● ASSIGNMENT
Translate into Spanish the following sentence from the text on parental arguments below: "After a while, the words ring false."

● TEXT BLOCK

Is Arguing in Front of the Kids Always Harmful?
An occasional disagreement -- call it a "heated negotiation" -- during which you treat each other with respect and move into problem-solving, say therapists, is actually a good thing for kids. It's considered a form of role modeling. But arguments in which you repeat the same points over and over, or call each other names -- where you are venting resentments rather than solving problems -- have no up side for the children. "If you bully one another, your kids learn to bully others," Lindquist warns. "And they will turn that treatment right back on you once they are teenagers."
Do Parental Fights Have a Negative Influence on Kids?
"Children start by being frightened by their parents arguing," says Jacobs. "Later, they become disgusted. 'How can they live like this?' they wonder. Eventually, they develop a fear of being similarly trapped, and as adults may have the tendency to bail out of relationships early." Jacobs says that while much is written about the damage caused by divorce, the damage is even worse for children whose parents stay in unhappy, bitter, explosive marriages.
What Can Parents Do to Minimize Any Trauma?
If kids witness a bad argument, don't sweep it under the rug, says Lindquist, go ahead and apologize to them. Reassure them that you love each other. Mention specifically, in age-appropriate terms, how you would have liked to talk about the conflict. For example: "I'm sorry Daddy and I were arguing last night. We both feel bad when we say bad words. We can work things out better when we don't interrupt each other and use soft voices."
But you can only get away with this so many times, says Jacobs. After a while, the words ring false. If you can't tone it down, get some help.
Useful questions and answers from Doctor Les Carter, psychologist for the Minirth Clinic:
My seven year old daughter is a TV junkie. She watches TV whenever she is home with free time. When I try to tell her to stop watching, she’ll just go to another part of the house and watch a different TV. No amount of pleading can make her obey. What can I do?
Dr. Carter: It seems to me that the wrong person is calling the shots at home. I know that TV can prove to be a powerful lure for kids, which is why they need parents to help them apply the restraint that is not natural to them. Don’t plead, use consequences. It is reasonable to put limits on the amount of time she will get to spend watching approved shows (say, one hour per day, if that much). When she chooses to disobey, then let her know what privileges she will forfeit. When she predictably complains, don’t bargain with her or argue the legitimacy of your position. Be calmly firm and let her know that you will follow through on the consequences. When she tries to pull a run-around by going to a different part of the house to watch TV, that immediately is met by a consequence. (E.g. When she will not cooperate, she will lose TV privileges for the next day.)
Your daughter needs you to be firm and she actually will feel more insecure if you don’t show firmness. Perhaps you are reluctant to be as firm as necessary because of a need to be seen as a “good guy.” Remember, she needs you to be her parent, not a coddler who is afraid to hurt her feelings.
I have been divorced for the past two years. My ex-husband has become everything I don’t want my sixteen year old son be. He’s into partying and women and general irresponsibility. I know I’m not supposed to put my son’s dad down to him, but I want him to understand that I don’t want him to turn out the same as his dad. So far, he’s a good kid, but I’m afraid that his dad’s influence will eventually rub off on him. How do I discuss this subject with my so, or should I ?
Dr. Carter: You are indeed facing a trying and delicate situation. Studies show that when divorced parents speak ill of the other parent, the children suffer. Yet I can understand that you do not want to stand idly by and let the dad’s behavior go unaddressed.

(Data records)
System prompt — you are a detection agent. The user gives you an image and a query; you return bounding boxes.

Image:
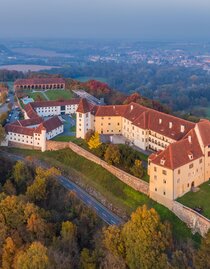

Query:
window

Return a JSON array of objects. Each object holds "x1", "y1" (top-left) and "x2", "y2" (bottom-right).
[
  {"x1": 189, "y1": 163, "x2": 193, "y2": 169},
  {"x1": 162, "y1": 170, "x2": 167, "y2": 175}
]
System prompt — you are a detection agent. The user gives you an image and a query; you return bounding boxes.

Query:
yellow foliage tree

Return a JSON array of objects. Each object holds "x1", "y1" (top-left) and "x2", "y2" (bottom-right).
[{"x1": 88, "y1": 132, "x2": 101, "y2": 149}]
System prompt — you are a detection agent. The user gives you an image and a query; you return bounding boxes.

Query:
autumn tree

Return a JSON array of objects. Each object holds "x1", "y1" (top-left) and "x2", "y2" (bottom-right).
[
  {"x1": 130, "y1": 160, "x2": 144, "y2": 178},
  {"x1": 122, "y1": 205, "x2": 172, "y2": 269},
  {"x1": 194, "y1": 228, "x2": 210, "y2": 269},
  {"x1": 14, "y1": 242, "x2": 49, "y2": 269},
  {"x1": 104, "y1": 144, "x2": 121, "y2": 164},
  {"x1": 2, "y1": 237, "x2": 17, "y2": 269},
  {"x1": 85, "y1": 129, "x2": 94, "y2": 143},
  {"x1": 12, "y1": 161, "x2": 32, "y2": 188},
  {"x1": 0, "y1": 124, "x2": 6, "y2": 144},
  {"x1": 88, "y1": 132, "x2": 101, "y2": 149},
  {"x1": 26, "y1": 167, "x2": 60, "y2": 201},
  {"x1": 80, "y1": 248, "x2": 98, "y2": 269}
]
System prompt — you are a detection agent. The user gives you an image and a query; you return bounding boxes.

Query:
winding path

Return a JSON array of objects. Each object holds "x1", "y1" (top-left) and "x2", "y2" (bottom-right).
[{"x1": 0, "y1": 150, "x2": 124, "y2": 225}]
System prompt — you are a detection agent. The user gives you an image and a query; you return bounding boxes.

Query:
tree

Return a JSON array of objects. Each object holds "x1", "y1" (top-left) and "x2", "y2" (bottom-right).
[
  {"x1": 88, "y1": 132, "x2": 101, "y2": 149},
  {"x1": 122, "y1": 205, "x2": 172, "y2": 269},
  {"x1": 2, "y1": 179, "x2": 16, "y2": 195},
  {"x1": 0, "y1": 124, "x2": 6, "y2": 144},
  {"x1": 85, "y1": 129, "x2": 94, "y2": 142},
  {"x1": 194, "y1": 228, "x2": 210, "y2": 269},
  {"x1": 61, "y1": 221, "x2": 77, "y2": 241},
  {"x1": 27, "y1": 213, "x2": 46, "y2": 239},
  {"x1": 26, "y1": 178, "x2": 47, "y2": 202},
  {"x1": 26, "y1": 167, "x2": 60, "y2": 201},
  {"x1": 103, "y1": 226, "x2": 125, "y2": 258},
  {"x1": 80, "y1": 248, "x2": 97, "y2": 269},
  {"x1": 14, "y1": 242, "x2": 49, "y2": 269},
  {"x1": 104, "y1": 144, "x2": 121, "y2": 164},
  {"x1": 130, "y1": 160, "x2": 144, "y2": 178},
  {"x1": 2, "y1": 237, "x2": 17, "y2": 269},
  {"x1": 0, "y1": 196, "x2": 25, "y2": 229},
  {"x1": 12, "y1": 161, "x2": 32, "y2": 187}
]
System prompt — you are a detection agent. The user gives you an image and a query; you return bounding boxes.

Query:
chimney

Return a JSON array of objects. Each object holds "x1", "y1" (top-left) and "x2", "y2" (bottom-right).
[{"x1": 181, "y1": 125, "x2": 185, "y2": 133}]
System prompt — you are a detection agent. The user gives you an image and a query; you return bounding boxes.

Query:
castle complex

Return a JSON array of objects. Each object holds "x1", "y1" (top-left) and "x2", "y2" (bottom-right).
[
  {"x1": 5, "y1": 91, "x2": 210, "y2": 204},
  {"x1": 76, "y1": 99, "x2": 210, "y2": 204}
]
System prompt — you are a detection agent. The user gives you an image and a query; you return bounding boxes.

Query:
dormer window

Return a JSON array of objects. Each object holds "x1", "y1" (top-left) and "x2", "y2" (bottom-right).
[
  {"x1": 181, "y1": 125, "x2": 185, "y2": 133},
  {"x1": 188, "y1": 153, "x2": 193, "y2": 160},
  {"x1": 160, "y1": 158, "x2": 166, "y2": 165}
]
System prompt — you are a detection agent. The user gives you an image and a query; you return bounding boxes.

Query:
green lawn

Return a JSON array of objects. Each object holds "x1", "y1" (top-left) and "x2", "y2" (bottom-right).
[
  {"x1": 177, "y1": 181, "x2": 210, "y2": 219},
  {"x1": 2, "y1": 149, "x2": 200, "y2": 242},
  {"x1": 45, "y1": 90, "x2": 73, "y2": 100}
]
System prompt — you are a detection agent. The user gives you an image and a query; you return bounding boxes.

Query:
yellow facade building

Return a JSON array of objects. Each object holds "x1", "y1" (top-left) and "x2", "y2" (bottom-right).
[{"x1": 76, "y1": 99, "x2": 210, "y2": 204}]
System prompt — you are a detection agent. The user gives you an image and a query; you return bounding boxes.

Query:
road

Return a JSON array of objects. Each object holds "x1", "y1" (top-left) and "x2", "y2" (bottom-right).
[{"x1": 0, "y1": 151, "x2": 124, "y2": 225}]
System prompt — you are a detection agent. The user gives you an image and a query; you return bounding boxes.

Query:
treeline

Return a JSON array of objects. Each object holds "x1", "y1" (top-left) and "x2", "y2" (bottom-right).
[
  {"x1": 0, "y1": 69, "x2": 25, "y2": 82},
  {"x1": 0, "y1": 157, "x2": 210, "y2": 269},
  {"x1": 50, "y1": 63, "x2": 210, "y2": 116}
]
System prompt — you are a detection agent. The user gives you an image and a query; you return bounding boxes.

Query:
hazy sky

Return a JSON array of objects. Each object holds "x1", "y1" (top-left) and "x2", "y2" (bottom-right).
[{"x1": 0, "y1": 0, "x2": 210, "y2": 40}]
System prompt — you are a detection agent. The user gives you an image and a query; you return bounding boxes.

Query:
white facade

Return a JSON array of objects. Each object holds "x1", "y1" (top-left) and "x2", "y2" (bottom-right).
[{"x1": 7, "y1": 130, "x2": 46, "y2": 151}]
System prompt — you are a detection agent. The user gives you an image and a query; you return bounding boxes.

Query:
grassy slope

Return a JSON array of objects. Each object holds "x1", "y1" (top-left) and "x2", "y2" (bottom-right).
[
  {"x1": 3, "y1": 146, "x2": 199, "y2": 240},
  {"x1": 178, "y1": 181, "x2": 210, "y2": 219}
]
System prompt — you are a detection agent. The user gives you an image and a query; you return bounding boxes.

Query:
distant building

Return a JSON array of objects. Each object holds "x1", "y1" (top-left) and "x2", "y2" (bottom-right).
[
  {"x1": 24, "y1": 98, "x2": 80, "y2": 119},
  {"x1": 5, "y1": 116, "x2": 63, "y2": 151},
  {"x1": 0, "y1": 86, "x2": 8, "y2": 97},
  {"x1": 14, "y1": 78, "x2": 65, "y2": 90},
  {"x1": 76, "y1": 99, "x2": 210, "y2": 203}
]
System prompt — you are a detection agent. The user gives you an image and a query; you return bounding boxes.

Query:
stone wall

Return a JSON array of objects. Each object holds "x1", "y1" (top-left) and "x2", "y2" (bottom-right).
[
  {"x1": 150, "y1": 192, "x2": 210, "y2": 236},
  {"x1": 171, "y1": 201, "x2": 210, "y2": 236},
  {"x1": 47, "y1": 141, "x2": 149, "y2": 195},
  {"x1": 47, "y1": 141, "x2": 210, "y2": 236}
]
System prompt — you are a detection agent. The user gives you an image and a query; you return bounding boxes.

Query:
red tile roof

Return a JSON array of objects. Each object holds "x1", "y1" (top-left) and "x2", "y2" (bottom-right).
[
  {"x1": 197, "y1": 120, "x2": 210, "y2": 147},
  {"x1": 30, "y1": 98, "x2": 80, "y2": 108},
  {"x1": 42, "y1": 116, "x2": 63, "y2": 133},
  {"x1": 14, "y1": 78, "x2": 65, "y2": 86},
  {"x1": 149, "y1": 129, "x2": 203, "y2": 170},
  {"x1": 77, "y1": 98, "x2": 94, "y2": 113},
  {"x1": 5, "y1": 116, "x2": 63, "y2": 136},
  {"x1": 89, "y1": 103, "x2": 195, "y2": 141}
]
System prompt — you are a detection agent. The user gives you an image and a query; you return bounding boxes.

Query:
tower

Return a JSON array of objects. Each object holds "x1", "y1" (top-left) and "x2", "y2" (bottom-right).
[{"x1": 76, "y1": 98, "x2": 92, "y2": 139}]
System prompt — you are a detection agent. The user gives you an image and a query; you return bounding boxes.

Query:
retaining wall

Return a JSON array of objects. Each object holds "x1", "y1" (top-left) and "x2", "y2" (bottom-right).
[{"x1": 46, "y1": 141, "x2": 149, "y2": 195}]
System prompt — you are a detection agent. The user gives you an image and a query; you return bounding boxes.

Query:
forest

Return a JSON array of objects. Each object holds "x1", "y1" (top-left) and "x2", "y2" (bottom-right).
[{"x1": 0, "y1": 157, "x2": 210, "y2": 269}]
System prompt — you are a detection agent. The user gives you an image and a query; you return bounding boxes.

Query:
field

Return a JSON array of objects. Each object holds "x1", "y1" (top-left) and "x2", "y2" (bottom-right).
[
  {"x1": 45, "y1": 90, "x2": 73, "y2": 100},
  {"x1": 178, "y1": 181, "x2": 210, "y2": 219},
  {"x1": 2, "y1": 146, "x2": 200, "y2": 242}
]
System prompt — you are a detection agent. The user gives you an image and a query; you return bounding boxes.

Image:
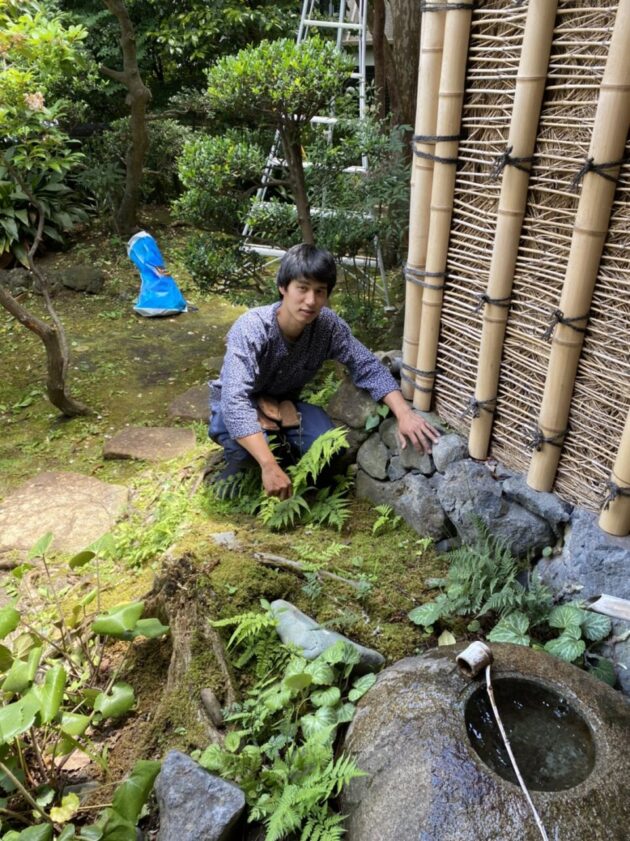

● ANSWER
Al cabo de un tiempo, las palabras suenan falsas.